WRITTEN EXERCISE A: According to the bitcoin guide excerpt, what is the online ledger that stores bitcoins called?
WRITTEN EXERCISE B: Carry on the bitcoin guide excerpt from the point where it stops.

SOURCE EXCERPT:
== == ==

The spike was big news across the globe, from Washington to Tokyo to China, and it left many asking themselves: “What the hell is a bitcoin?” It’s a good question — not only for those with little understanding of the modern financial system and how it intersects with modern technology, but also for those steeped in the new internet-driven economy that has so quickly remade our world over the last 20 years.

The spike was big news across the globe, from Washington to Tokyo to China, and it left many asking themselves: ‘What the hell is a bitcoin?’

Bitcoin is a digital currency, meaning it’s money controlled and stored entirely by computers spread across the internet, and this money is finding its way to more and more people and businesses around the world. But it’s much more than that, and many people — including the sharpest of internet pioneers as well as seasoned economists — are still struggling to come to terms with its many identities.

With that in mind, we give you this: an idiot’s guide to bitcoin. And there’s no shame in reading. Nowadays, as bitcoin is just beginning to show what it’s capable of, we’re all neophytes.

Bitcoin isn’t just a currency, like dollars or euros or yen. It’s a way of making payments, like PayPal or the Visa credit card network. It lets you hold money, but it also lets you spend it and trade it and move it from place to place, almost as cheaply and easily as you’d send an email.

As the press so often points out, Bitcoin lets you do all this without revealing your identity, a phenomenon that drove its use on The Silk Road, an online marketplace for illegal drugs. But at the same time, it’s a system that operates completely in the public view. All Bitcoin transactions are recorded online for anyone to see, lending a certain transparency to the system, a transparency that can drive a new trust in the economy and subvert the anonymity sought by those on The Silk Road, which the feds shut down last month.

Bitcoin is much more than a money service for illegal operations. It’s a re-imagining of international finance, something that breaks down barriers between countries and frees currency from the control of federal governments. Bitcoin is controlled by open source software that operates according to the laws of mathematics — and by the people who collectively oversee this software. The software runs on thousands of machines across the globe, but it can be changed. It’s just that a majority of those overseeing the software must agree to the change.

In short, Bitcoin is kind of like the internet, but for money.

Birth of the Bitcoin

 

Click to enlarge. Illustration: WIRED
What does that mean, specifically? 

About five years ago, using the pseudonym Satoshi Nakamoto, an anonymous computer programmer or group of programmers built the Bitcoin software system and released it onto the internet. This was something that was designed to run across a large network of machines — called bitcoin miners — and anyone on earth could operate one of these machines.

This distributed software seeded the new currency, creating a small number of bitcoins. Basically, bitcoins are just long digital addresses and balances, stored in an online ledger called the “blockchain.” But the system was also designed so that the currency would slowly expand, and so that people would be encouraged to operate bitcoin miners and keep the system itself growing.

== == ==

RECORDED INFORMATION:
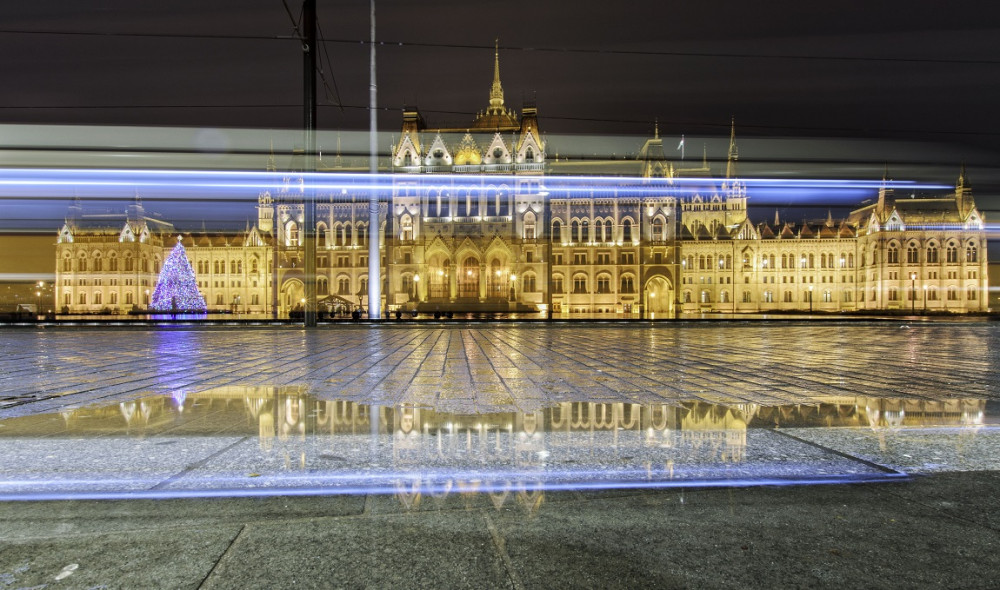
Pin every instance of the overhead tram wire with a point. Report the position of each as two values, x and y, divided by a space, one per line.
572 50
329 64
387 109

== == ==

TASK RESPONSE A: The blockchain.

TASK RESPONSE B:
When the system creates new bitcoins, you see, it gives them to the miners. Miners keep track of all the bitcoin transactions and add them to the blockchain ledger, and in exchange, they get the privilege of, every so often, awarding themselves a few extra bitcoins. Right now, 25 bitcoins are paid out to the world’s miners about six times per hour, but that rate changes over time.

Why do these bitcoins have value? It’s pretty simple. They’ve evolved into something that a lot of people want — like a dollar or a yen or the cowry shells swapped for goods on the coast of Africa over 3,000 years ago — and they’re in limited supply. Though the system continues to crank out bitcoins, this will stop when it reaches 21 million, which was designed to happen in about the year 2140.

The idea was to create a currency whose value couldn’t be watered down by some central authority, like the Federal Reserve.

When the system quits making new money, the value of each bitcoin will necessarily rise as demand rises — it’s what’s called a deflationary currency — but although the supply of coins will stop expanding, it will be still be relatively easy to spend. Bitcoins can be broken into tiny pieces. Each bitcoin can be divided into one hundred million units, called Satoshis, after the currency’s founder.

The Key to the System

How do you spend bitcoins? Trade them? Keep people from stealing them? Bitcoin is a math-based currency. That means that the rules that govern bitcoin’s accounting are controlled by cryptography. Basically, if you own some bitcoins, you own a private cryptography key that’s associated with an address on the internet that contains a balance in the public ledger. The address and the private key let you make transactions.

The internet address is something everyone can see. Think of it like a really complicated email address for online payments. Something like this: 1DTAXPKS1Sz7a5hL2Skp8bykwGaEL5JyrZ. If someone wants to send you bitcoins, they need your address.

If you own some bitcoins, what you really own is a private cryptography key that’s associated with an address on the internet

If you want to send your bitcoins to someone else, you need your address and their address — but you also need your private cryptography key. This is an even more complicated string that you use to authorize a payment.

Using the math associated with these keys and addresses, the system’s public network of peer-to-peer computers — the bitcoin miners — check every transaction that happens on the network. If the math doesn’t add up, the transaction is rejected.

Crypto systems like this do get cracked, and the software behind Bitcoin could have flaws in it. But at this point, Bitcoin has been tested pretty thoroughly, and it seems to be pretty darned secure.

For the ordinary people who use this network — the people who do the buying and the selling and the transferring — managing addresses and keys can be a bit of a hassle. But there are many different types of programs — called wallets — that keep track of these numbers for you. You can install a wallet on your computer or your mobile phone, or use one that sits on a website.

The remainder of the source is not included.